**Text for analysis**

(Adds Houthi, Yemen government reports of fighting, context)

SANAA, Oct 20 (Reuters) - Parties to Yemen's war adhered for the most part to a 72-hour truce that began just before midnight on Wednesday and the capital Sanaa passed its first night in three months without air strikes, residents and officials said.

The truce was generally holding across the Arabian Peninsula state, local officials and residents told Reuters.

But Yemen's exiled, Saudi-backed government said on Thursday that the Iranian-allied Houthi militia that controls the capital had shelled the strategic city of Taiz.

"Taiz suffered heavy shelling... and the siege of it by the Houthis has continued," Yemeni General Samir Haj was quoted as saying by the state news agency Saba.

A Houthi-run news agency said its fighters had repelled attacks by government forces in the northwestern al-Jawf province in the early hours of the truce. A Saudi-led coalition spokesman could not immediately be reached for comment.

The United Nations announced the ceasefire earlier in the week, raising hopes for an end to a war in the Arab world's poorest country that has killed thousands of civilians and left many people starving.

**Using the information**
(A) Copy the part of the Yemen truce report starting with "But Yemen's exiled, Saudi-backed" and going on through "many people starving.", word for word.
(B) Carry on the report about the Yemen truce, picking up right after its last sentence.

**Material supplied**
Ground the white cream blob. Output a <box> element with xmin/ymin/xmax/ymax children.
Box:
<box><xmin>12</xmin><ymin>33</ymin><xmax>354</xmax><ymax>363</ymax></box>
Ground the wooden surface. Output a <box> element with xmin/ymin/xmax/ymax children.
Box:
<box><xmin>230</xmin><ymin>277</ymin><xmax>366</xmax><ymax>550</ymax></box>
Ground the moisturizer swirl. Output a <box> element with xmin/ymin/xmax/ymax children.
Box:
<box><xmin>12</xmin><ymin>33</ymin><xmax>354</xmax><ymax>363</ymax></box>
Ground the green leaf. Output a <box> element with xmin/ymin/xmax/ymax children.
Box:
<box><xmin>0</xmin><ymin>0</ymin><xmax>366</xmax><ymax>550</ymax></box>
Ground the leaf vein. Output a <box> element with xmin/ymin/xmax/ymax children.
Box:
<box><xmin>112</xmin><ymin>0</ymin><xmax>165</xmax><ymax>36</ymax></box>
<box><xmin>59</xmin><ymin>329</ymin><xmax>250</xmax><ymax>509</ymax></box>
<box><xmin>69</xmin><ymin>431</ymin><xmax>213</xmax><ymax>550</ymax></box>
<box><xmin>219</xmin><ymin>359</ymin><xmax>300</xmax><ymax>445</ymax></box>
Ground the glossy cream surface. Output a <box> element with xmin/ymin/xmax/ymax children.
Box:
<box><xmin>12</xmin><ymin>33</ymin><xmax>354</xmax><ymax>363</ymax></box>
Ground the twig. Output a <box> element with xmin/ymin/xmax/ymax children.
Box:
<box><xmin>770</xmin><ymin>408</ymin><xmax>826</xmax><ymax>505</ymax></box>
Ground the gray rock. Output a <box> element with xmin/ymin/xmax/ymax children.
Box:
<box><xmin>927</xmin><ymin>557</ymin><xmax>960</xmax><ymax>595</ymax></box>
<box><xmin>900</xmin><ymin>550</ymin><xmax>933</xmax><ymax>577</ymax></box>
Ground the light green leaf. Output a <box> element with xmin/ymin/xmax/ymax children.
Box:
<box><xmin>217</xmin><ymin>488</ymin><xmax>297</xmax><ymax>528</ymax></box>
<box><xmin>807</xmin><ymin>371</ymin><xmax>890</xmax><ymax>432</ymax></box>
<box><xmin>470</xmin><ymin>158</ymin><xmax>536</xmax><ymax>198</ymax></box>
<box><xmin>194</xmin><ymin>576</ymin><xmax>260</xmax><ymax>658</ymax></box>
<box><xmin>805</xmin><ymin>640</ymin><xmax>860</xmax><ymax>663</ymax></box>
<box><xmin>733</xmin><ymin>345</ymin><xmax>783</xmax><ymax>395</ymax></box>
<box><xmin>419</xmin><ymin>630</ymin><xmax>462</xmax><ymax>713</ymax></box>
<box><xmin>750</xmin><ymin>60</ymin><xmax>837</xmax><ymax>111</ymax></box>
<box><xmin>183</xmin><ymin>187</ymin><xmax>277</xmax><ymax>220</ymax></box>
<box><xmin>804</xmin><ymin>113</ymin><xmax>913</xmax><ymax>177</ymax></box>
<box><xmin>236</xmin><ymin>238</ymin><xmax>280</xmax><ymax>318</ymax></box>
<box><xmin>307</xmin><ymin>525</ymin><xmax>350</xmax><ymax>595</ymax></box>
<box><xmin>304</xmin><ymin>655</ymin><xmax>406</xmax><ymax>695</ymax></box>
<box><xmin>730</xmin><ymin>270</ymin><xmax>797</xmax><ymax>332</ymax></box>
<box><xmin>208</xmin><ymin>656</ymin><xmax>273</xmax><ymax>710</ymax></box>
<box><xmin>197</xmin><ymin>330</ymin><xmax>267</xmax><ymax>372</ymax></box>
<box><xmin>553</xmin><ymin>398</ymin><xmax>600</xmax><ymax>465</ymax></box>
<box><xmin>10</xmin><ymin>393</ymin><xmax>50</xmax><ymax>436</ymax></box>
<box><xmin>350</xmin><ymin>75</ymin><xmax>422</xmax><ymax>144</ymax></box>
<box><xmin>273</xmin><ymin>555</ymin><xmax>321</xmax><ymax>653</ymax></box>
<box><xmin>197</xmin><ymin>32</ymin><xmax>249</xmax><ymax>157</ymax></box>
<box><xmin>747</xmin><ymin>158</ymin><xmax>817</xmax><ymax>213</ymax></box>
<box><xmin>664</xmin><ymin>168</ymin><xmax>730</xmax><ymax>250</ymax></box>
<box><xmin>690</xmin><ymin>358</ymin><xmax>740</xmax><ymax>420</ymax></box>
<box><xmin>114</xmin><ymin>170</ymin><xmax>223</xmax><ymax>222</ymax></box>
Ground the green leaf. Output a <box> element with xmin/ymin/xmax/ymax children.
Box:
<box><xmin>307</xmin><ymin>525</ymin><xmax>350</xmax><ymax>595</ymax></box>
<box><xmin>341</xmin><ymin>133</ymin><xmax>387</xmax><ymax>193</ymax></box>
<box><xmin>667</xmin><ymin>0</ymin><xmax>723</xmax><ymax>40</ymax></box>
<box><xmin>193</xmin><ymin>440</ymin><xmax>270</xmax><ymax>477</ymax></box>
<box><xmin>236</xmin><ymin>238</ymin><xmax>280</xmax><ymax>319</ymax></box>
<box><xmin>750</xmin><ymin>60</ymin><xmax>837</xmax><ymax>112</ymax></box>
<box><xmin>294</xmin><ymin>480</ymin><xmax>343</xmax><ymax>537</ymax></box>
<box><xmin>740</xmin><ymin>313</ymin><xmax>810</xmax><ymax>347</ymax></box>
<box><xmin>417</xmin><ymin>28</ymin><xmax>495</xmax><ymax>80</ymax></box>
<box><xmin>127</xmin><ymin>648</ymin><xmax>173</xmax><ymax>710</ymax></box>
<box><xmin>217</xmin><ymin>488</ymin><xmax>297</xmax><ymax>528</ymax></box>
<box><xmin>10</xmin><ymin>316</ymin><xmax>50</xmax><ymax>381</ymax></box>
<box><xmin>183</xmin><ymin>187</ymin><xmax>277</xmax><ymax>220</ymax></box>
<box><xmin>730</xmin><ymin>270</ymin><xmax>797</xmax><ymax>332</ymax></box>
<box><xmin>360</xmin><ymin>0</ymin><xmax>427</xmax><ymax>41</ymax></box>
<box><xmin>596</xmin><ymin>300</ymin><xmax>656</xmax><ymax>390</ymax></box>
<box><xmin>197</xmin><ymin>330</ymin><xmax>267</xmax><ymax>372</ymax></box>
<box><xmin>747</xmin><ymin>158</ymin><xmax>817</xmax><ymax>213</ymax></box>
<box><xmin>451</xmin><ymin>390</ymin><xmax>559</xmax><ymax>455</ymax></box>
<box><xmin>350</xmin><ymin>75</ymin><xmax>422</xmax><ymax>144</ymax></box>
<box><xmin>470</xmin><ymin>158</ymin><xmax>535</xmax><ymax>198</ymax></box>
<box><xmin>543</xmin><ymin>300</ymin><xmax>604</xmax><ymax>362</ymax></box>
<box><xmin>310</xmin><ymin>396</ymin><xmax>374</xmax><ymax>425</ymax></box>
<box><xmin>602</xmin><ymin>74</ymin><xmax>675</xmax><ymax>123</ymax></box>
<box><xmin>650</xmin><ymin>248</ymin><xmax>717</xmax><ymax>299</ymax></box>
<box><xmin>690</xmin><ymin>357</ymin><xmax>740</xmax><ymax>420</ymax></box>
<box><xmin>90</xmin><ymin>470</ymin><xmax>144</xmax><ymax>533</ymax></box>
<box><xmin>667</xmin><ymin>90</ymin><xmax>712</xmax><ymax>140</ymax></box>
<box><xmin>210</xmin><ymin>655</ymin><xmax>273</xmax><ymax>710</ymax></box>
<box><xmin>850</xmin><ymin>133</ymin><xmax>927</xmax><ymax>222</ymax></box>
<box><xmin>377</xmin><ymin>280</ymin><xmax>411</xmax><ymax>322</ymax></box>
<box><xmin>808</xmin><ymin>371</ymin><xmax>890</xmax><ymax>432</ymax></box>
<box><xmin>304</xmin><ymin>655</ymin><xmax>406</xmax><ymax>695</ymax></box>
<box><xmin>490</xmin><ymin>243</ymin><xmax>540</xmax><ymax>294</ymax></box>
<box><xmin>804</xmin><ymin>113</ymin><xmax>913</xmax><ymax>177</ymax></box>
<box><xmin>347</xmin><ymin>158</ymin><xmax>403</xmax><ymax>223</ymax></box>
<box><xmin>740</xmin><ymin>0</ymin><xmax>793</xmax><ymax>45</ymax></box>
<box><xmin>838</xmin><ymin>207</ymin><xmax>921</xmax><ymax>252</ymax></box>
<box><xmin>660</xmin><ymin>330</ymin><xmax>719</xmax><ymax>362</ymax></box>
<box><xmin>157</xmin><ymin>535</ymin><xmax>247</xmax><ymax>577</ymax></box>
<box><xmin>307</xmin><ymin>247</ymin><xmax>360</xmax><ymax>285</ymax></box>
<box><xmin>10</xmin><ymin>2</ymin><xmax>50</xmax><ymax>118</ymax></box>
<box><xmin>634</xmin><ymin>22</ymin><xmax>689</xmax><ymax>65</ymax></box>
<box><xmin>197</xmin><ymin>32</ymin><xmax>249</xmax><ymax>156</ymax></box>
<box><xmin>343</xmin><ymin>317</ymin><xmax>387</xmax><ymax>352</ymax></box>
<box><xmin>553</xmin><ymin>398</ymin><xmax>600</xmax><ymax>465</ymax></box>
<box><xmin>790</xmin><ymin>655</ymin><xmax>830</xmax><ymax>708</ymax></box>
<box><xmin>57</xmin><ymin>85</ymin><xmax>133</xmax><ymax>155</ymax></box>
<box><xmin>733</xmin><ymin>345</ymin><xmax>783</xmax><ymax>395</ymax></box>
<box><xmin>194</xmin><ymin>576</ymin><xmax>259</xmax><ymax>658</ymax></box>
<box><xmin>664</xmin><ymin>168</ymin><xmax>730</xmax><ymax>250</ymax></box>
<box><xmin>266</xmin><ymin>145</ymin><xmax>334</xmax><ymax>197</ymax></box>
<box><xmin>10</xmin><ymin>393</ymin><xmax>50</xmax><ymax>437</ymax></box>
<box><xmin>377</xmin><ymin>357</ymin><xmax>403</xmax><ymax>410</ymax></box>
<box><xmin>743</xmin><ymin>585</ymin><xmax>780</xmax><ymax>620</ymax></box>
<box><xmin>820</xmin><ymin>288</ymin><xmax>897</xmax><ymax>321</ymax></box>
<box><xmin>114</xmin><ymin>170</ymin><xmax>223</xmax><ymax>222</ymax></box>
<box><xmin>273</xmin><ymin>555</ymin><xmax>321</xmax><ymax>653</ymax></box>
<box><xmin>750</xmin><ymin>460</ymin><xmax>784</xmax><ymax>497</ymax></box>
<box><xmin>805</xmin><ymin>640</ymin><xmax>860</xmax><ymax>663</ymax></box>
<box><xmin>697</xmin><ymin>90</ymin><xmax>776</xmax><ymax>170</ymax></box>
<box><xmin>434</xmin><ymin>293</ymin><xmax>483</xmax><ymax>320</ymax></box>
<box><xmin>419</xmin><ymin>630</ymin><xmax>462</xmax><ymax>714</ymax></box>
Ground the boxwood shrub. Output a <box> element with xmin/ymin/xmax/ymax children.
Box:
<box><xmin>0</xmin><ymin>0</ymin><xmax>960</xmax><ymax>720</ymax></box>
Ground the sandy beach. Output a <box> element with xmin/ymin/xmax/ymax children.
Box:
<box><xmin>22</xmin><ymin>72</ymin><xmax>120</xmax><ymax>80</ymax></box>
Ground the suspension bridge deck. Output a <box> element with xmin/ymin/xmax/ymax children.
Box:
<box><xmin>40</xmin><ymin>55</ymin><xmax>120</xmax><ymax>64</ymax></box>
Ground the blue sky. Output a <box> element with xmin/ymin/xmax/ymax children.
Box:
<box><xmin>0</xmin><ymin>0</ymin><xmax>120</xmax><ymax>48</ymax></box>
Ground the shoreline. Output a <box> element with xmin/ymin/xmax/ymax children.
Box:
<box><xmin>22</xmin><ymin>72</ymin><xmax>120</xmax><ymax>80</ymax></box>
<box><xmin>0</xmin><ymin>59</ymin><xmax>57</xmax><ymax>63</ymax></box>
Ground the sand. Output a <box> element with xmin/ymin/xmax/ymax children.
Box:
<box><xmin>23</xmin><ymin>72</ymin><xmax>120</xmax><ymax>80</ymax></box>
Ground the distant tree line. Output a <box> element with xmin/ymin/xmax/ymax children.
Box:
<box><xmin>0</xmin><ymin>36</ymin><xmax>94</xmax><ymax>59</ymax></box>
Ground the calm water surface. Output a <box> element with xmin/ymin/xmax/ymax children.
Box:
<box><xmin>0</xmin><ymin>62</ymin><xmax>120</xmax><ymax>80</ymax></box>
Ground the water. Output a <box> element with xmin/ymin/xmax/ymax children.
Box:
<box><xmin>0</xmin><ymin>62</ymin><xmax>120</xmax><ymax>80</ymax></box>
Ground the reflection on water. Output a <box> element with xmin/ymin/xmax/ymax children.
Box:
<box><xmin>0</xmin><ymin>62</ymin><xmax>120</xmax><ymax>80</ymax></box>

**Activity answers**
(A)
But Yemen's exiled, Saudi-backed government said on Thursday that the Iranian-allied Houthi militia that controls the capital had shelled the strategic city of Taiz.

"Taiz suffered heavy shelling... and the siege of it by the Houthis has continued," Yemeni General Samir Haj was quoted as saying by the state news agency Saba.

A Houthi-run news agency said its fighters had repelled attacks by government forces in the northwestern al-Jawf province in the early hours of the truce. A Saudi-led coalition spokesman could not immediately be reached for comment.

The United Nations announced the ceasefire earlier in the week, raising hopes for an end to a war in the Arab world's poorest country that has killed thousands of civilians and left many people starving.

(B)
The truce has the possibility for extension if it holds, opening the way for aid supplies to isolated regions where hunger and diseases including cholera have spread. urn:newsml:reuters.com:*:nL8N1CH311

Coalition aircraft had bombed Sanaa every night since Aug. 7, residents said, starting after peace talks with the Houthis and forces loyal to ex-president Ali Abdullah Saleh broke down.

But on Wednesday night Sanaa fell quiet, residents said.

"We slept without explosions," said Bassam, a worker at a grocery store in Sanaa. "We hope this war ends soon, because people are tired. We want to live, not to die."

Several previous ceasefires have failed to pave the way for an end to the conflict, although they have significantly slowed fighting in a war that has killed at least 10,000 people.

Relief agencies hope to use the truce to reach parts of Yemen that have been cut off by months of fighting and are in dire need of humanitarian aid.